(Records excerpted from a collection)
** start **
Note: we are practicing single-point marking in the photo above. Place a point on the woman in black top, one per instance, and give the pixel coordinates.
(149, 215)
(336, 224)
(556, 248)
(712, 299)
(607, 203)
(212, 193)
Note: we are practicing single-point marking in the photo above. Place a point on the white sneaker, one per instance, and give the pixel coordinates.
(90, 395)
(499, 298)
** end **
** start **
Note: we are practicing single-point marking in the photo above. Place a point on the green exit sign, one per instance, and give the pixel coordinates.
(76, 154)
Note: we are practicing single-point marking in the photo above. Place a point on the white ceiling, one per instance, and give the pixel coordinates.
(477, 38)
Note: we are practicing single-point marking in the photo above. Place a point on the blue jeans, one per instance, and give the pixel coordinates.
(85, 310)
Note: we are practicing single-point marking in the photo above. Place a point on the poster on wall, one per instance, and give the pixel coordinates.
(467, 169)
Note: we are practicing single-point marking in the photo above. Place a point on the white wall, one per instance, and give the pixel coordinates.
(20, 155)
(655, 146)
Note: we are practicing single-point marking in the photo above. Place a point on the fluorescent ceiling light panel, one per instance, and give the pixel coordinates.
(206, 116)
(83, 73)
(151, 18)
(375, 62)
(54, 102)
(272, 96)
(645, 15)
** end **
Task instructions: Please return each line of the items above that contains the word "ceiling". Case counts.

Answer to the problem:
Note: we are practicing single-point marking in the photo above. Place a point on the white ceiling, one per instance, and give the pixel coordinates.
Note: we are practicing single-point marking in the photo above. Place a point on the fluorescent ceiling light panel, one per instance, and give the pixel coordinates.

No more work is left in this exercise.